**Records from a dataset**
§ §
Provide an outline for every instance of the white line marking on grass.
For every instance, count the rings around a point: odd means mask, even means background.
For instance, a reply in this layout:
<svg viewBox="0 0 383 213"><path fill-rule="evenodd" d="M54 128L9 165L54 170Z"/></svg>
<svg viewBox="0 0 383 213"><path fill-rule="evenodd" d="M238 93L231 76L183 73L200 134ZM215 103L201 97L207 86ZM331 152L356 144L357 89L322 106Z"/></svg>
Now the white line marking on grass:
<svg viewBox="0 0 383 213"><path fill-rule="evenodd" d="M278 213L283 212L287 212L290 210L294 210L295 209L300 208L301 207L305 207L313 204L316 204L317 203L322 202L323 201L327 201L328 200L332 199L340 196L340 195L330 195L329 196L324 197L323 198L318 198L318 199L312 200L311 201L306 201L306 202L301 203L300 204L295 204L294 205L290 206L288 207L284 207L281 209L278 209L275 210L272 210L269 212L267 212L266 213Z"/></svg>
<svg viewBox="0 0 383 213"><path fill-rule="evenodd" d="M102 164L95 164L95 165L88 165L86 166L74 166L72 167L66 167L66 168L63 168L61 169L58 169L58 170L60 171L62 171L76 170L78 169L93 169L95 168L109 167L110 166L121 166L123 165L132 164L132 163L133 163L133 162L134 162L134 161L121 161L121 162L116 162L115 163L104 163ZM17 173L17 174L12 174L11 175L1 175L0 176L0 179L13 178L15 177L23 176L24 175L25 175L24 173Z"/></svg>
§ §
**TASK DETAILS**
Format the records above as a two-column CSV with the headers "prompt" and "answer", one row per request. Put each request's text and its answer in a single quoted field, replacing line breaks with spaces.

**OUTPUT**
prompt,answer
"Provide an outline for every instance of the white line marking on grass. For every instance, count the rings around a point: odd means mask, even means background. For instance, a reply in this layout: <svg viewBox=""0 0 383 213""><path fill-rule=""evenodd"" d=""M54 128L9 165L54 170Z""/></svg> <svg viewBox=""0 0 383 213""><path fill-rule=""evenodd"" d=""M238 93L231 76L183 73L200 134ZM215 103L201 97L207 86ZM331 152L356 144L357 89L322 106Z""/></svg> Now the white line marking on grass:","<svg viewBox=""0 0 383 213""><path fill-rule=""evenodd"" d=""M278 213L283 212L287 212L290 210L294 210L295 209L300 208L301 207L305 207L313 204L316 204L317 203L322 202L323 201L327 201L328 200L332 199L340 196L340 195L330 195L329 196L324 197L323 198L318 198L318 199L312 200L311 201L306 201L306 202L301 203L300 204L295 204L294 205L290 206L288 207L284 207L281 209L278 209L275 210L272 210L269 212L267 212L266 213Z""/></svg> <svg viewBox=""0 0 383 213""><path fill-rule=""evenodd"" d=""M102 164L95 164L95 165L88 165L86 166L74 166L72 167L66 167L66 168L63 168L61 169L58 169L58 170L60 171L62 171L76 170L78 169L93 169L95 168L109 167L110 166L121 166L123 165L132 164L132 163L133 163L133 162L134 162L134 161L121 161L121 162L116 162L115 163L104 163ZM17 173L17 174L12 174L11 175L1 175L0 176L0 179L13 178L15 177L23 176L24 175L25 175L24 173Z""/></svg>"